**WHAT NEEDS TO BE DONE:** Gather every line in the records below that contains the string "pair", and copy each of those lines in full.

**INFORMATION GIVEN:**
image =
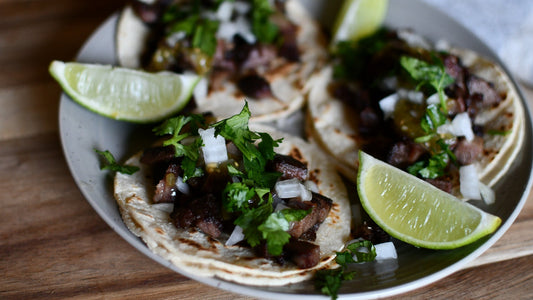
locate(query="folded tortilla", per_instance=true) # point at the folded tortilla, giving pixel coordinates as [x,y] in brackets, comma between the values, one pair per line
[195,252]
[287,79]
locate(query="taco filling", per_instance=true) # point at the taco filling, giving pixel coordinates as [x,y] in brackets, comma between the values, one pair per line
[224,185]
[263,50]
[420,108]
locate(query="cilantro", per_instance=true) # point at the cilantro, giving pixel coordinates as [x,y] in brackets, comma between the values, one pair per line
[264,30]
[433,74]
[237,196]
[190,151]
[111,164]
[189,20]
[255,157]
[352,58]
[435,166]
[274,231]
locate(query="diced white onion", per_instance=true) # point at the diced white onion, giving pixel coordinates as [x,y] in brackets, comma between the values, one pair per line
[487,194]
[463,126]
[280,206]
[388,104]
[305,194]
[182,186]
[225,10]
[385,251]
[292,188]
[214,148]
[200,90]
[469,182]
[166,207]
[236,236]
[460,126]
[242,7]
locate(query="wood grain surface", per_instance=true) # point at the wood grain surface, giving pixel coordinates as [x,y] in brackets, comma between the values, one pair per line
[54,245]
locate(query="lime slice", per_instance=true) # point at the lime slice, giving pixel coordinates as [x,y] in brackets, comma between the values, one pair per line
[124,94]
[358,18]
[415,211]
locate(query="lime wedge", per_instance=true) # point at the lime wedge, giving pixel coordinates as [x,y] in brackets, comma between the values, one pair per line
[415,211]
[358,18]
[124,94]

---

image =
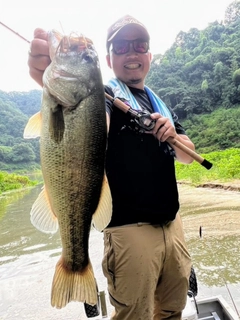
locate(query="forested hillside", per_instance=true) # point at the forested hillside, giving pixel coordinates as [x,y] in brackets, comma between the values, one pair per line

**RESULT OF THIS TASK:**
locate(query="folded tortilla", per_instance=true) # point at the folded tortilla, giving pixel coordinates as [x,y] in brackets, comma between the values, one pair per line
locate(query="taco filling", per_instance=true) # point at the taco filling, giving pixel coordinates as [x,y] in brackets, comma between the values, one pair per line
locate(query="cilantro", per_instance=true) # point at the cilantro, giving pixel coordinates as [x,y] in brackets, comma between the values, one pair per line
locate(query="diced white onion", per_instance=true) # point at the diced white onion, giving pixel coordinates as [x,y] in brackets, comma between the values, one pair per line
locate(query="wood grain surface", per_instance=true) # point at the wood grain surface, giving pixel coordinates as [x,y] in brackets, comma between the values, one pair per line
locate(query="lime slice", per_instance=true) # point at the lime slice, giving pixel coordinates as [x,y] in brackets, comma between the values, one pair per line
locate(query="lime wedge", per_instance=true) # point at the lime wedge, giving pixel coordinates as [x,y] in brackets, comma between the values, one pair per line
locate(query="forested hillside", per_instance=true) # point at the forested hillside, giving pixel coordinates as [x,y] in brackets, comma between the values, one pair per line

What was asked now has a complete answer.